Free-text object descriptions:
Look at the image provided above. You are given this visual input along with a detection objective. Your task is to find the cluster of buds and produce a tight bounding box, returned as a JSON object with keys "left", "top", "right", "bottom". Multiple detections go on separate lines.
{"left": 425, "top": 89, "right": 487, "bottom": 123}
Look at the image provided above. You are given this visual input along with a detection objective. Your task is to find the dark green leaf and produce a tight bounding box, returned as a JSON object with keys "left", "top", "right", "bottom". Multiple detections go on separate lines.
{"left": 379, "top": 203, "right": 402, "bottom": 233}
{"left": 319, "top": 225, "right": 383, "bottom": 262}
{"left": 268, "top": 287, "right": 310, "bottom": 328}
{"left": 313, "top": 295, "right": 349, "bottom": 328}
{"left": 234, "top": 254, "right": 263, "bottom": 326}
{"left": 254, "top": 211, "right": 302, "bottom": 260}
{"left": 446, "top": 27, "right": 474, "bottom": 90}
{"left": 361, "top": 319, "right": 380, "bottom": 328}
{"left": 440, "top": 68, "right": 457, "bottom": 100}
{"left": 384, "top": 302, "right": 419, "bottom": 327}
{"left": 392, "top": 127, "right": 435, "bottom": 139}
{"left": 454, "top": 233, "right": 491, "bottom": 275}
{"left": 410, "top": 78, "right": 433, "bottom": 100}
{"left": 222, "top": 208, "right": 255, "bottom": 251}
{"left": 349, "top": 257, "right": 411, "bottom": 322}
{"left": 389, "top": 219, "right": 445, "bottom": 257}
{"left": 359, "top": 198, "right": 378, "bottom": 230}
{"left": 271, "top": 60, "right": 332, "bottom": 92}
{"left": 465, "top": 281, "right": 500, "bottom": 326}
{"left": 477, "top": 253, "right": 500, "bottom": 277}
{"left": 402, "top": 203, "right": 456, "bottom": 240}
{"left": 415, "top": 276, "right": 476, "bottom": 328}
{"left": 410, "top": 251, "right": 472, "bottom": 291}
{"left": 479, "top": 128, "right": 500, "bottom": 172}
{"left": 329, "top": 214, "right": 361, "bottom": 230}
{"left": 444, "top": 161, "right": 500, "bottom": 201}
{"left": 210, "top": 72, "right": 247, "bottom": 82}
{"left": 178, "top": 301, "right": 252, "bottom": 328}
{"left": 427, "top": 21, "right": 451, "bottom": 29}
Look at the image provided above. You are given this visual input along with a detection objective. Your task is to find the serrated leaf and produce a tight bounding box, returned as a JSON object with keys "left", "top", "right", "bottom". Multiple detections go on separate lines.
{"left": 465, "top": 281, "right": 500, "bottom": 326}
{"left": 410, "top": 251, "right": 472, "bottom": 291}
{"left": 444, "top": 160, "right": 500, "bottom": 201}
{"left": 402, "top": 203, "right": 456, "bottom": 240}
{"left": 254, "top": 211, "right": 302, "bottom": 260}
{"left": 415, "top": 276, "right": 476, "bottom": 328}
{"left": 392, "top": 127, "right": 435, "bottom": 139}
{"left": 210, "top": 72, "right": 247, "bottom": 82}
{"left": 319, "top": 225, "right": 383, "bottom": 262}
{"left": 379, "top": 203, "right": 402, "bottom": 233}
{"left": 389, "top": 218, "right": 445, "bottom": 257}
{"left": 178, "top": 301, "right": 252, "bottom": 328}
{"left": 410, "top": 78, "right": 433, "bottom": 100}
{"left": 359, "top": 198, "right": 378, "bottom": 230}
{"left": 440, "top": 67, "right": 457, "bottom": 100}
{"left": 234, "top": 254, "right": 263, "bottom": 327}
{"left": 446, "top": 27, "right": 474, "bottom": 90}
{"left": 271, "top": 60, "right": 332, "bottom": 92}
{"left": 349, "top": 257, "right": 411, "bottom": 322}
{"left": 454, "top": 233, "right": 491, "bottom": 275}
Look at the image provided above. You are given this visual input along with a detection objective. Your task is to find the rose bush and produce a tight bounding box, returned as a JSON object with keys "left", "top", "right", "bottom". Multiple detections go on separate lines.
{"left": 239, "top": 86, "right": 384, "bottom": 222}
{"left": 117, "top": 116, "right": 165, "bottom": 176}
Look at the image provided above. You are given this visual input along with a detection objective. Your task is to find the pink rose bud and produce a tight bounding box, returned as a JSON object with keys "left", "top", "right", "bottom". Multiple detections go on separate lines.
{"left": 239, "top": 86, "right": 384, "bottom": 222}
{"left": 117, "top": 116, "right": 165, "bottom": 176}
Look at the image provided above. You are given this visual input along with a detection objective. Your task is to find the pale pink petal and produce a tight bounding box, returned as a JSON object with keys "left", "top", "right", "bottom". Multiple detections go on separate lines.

Exercise – From the first line to the last, copy the records exactly as they appear above.

Result of this task –
Look at the image provided above. You are given this visual input along with a detection objective. Your task is to find the cluster of buds and produce a tight bounding box, returned as a JSON object with keys "left", "top", "right", "bottom". Multiple detections go on separate lines.
{"left": 425, "top": 89, "right": 487, "bottom": 123}
Look at the image provided above. You are given this visual input along with a detection objective. Your task is to find the dark green leaf and produce a tight bounding box, returned as a JSON object with keys "left", "top", "right", "bottom". Multiple detections go on separate lines.
{"left": 379, "top": 203, "right": 402, "bottom": 233}
{"left": 319, "top": 225, "right": 383, "bottom": 262}
{"left": 268, "top": 287, "right": 310, "bottom": 328}
{"left": 313, "top": 295, "right": 349, "bottom": 328}
{"left": 234, "top": 254, "right": 263, "bottom": 326}
{"left": 254, "top": 211, "right": 302, "bottom": 260}
{"left": 446, "top": 27, "right": 474, "bottom": 90}
{"left": 361, "top": 319, "right": 380, "bottom": 328}
{"left": 440, "top": 68, "right": 457, "bottom": 100}
{"left": 384, "top": 302, "right": 419, "bottom": 327}
{"left": 392, "top": 127, "right": 435, "bottom": 139}
{"left": 454, "top": 233, "right": 491, "bottom": 275}
{"left": 410, "top": 78, "right": 433, "bottom": 100}
{"left": 222, "top": 208, "right": 255, "bottom": 251}
{"left": 349, "top": 257, "right": 411, "bottom": 322}
{"left": 389, "top": 219, "right": 445, "bottom": 257}
{"left": 359, "top": 198, "right": 378, "bottom": 230}
{"left": 271, "top": 60, "right": 332, "bottom": 92}
{"left": 465, "top": 281, "right": 500, "bottom": 326}
{"left": 477, "top": 253, "right": 500, "bottom": 277}
{"left": 402, "top": 203, "right": 456, "bottom": 240}
{"left": 415, "top": 276, "right": 476, "bottom": 328}
{"left": 410, "top": 251, "right": 472, "bottom": 291}
{"left": 479, "top": 128, "right": 500, "bottom": 172}
{"left": 329, "top": 214, "right": 361, "bottom": 230}
{"left": 444, "top": 161, "right": 500, "bottom": 201}
{"left": 210, "top": 72, "right": 247, "bottom": 82}
{"left": 178, "top": 301, "right": 252, "bottom": 328}
{"left": 427, "top": 21, "right": 451, "bottom": 29}
Look at the image provided above. You are given this visual input along with a detection objective. Your task is to find the serrated leaf and produce a tight bounding box, returned as a JSON object with keys "left", "top", "right", "bottom". Multiple detections go on separate lines.
{"left": 465, "top": 281, "right": 500, "bottom": 326}
{"left": 410, "top": 251, "right": 472, "bottom": 291}
{"left": 444, "top": 160, "right": 500, "bottom": 201}
{"left": 402, "top": 203, "right": 456, "bottom": 240}
{"left": 254, "top": 211, "right": 302, "bottom": 260}
{"left": 415, "top": 276, "right": 476, "bottom": 328}
{"left": 392, "top": 127, "right": 435, "bottom": 139}
{"left": 210, "top": 72, "right": 247, "bottom": 82}
{"left": 319, "top": 225, "right": 383, "bottom": 262}
{"left": 379, "top": 203, "right": 402, "bottom": 233}
{"left": 389, "top": 218, "right": 445, "bottom": 257}
{"left": 178, "top": 301, "right": 252, "bottom": 328}
{"left": 410, "top": 78, "right": 433, "bottom": 100}
{"left": 359, "top": 198, "right": 378, "bottom": 230}
{"left": 440, "top": 67, "right": 457, "bottom": 100}
{"left": 234, "top": 254, "right": 263, "bottom": 327}
{"left": 446, "top": 27, "right": 474, "bottom": 90}
{"left": 271, "top": 60, "right": 332, "bottom": 92}
{"left": 349, "top": 257, "right": 411, "bottom": 322}
{"left": 454, "top": 233, "right": 491, "bottom": 275}
Look at the image provided above. You are given this visual input along with a detection objective. Your task is to find the rose bush and produce a tight bounding box, returned as a JSON object with keys "left", "top", "right", "bottom". Multiple detections go on separate lines.
{"left": 239, "top": 86, "right": 384, "bottom": 222}
{"left": 117, "top": 116, "right": 165, "bottom": 176}
Look at the image provided above. You are given this visual input along with a detection objective. Your task is to find the pink rose bud and produce a tight bounding box, returned as a JSON object with keys "left", "top", "right", "bottom". Multiple detections go on separate lines.
{"left": 239, "top": 86, "right": 384, "bottom": 222}
{"left": 117, "top": 116, "right": 165, "bottom": 176}
Look at the image provided above. You are given this visual input along with a detection objective. Your task is to find the pale pink petal and produce a tight bounding box, returned as a JSON object with keys "left", "top", "right", "bottom". Multiple detections go on separate lines.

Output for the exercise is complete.